Information shown: Begin

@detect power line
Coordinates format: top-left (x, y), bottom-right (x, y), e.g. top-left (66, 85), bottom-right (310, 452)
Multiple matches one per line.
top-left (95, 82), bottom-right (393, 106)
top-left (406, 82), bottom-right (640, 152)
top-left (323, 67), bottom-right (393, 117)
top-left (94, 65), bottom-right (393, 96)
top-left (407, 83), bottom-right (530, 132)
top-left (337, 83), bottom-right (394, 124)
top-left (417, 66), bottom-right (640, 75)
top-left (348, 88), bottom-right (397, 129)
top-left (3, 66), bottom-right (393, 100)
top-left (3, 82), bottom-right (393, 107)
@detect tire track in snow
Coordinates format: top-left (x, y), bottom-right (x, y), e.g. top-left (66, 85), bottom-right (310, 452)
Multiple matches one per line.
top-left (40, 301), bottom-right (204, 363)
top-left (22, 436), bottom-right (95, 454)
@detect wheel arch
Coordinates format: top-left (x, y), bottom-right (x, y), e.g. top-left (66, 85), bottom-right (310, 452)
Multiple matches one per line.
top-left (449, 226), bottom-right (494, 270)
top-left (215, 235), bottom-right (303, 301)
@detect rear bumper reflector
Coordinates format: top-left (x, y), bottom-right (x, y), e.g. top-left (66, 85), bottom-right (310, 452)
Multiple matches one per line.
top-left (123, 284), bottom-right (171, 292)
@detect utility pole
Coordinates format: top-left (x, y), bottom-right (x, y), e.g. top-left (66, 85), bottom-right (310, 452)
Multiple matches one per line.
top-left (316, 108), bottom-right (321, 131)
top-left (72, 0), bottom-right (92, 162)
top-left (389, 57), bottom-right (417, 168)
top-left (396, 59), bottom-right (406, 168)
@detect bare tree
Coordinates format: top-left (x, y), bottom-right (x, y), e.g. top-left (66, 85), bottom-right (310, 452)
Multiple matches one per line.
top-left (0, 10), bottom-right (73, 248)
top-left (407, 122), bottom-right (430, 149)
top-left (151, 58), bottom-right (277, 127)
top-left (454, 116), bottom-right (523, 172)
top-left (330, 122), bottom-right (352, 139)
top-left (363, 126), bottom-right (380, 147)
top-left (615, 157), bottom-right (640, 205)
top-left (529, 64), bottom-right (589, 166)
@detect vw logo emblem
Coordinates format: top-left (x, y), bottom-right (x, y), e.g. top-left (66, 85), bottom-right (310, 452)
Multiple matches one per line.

Information shown: End

* To do
Please give the number of lines above that include the string "detect", with nothing added.

* Answer to this problem
7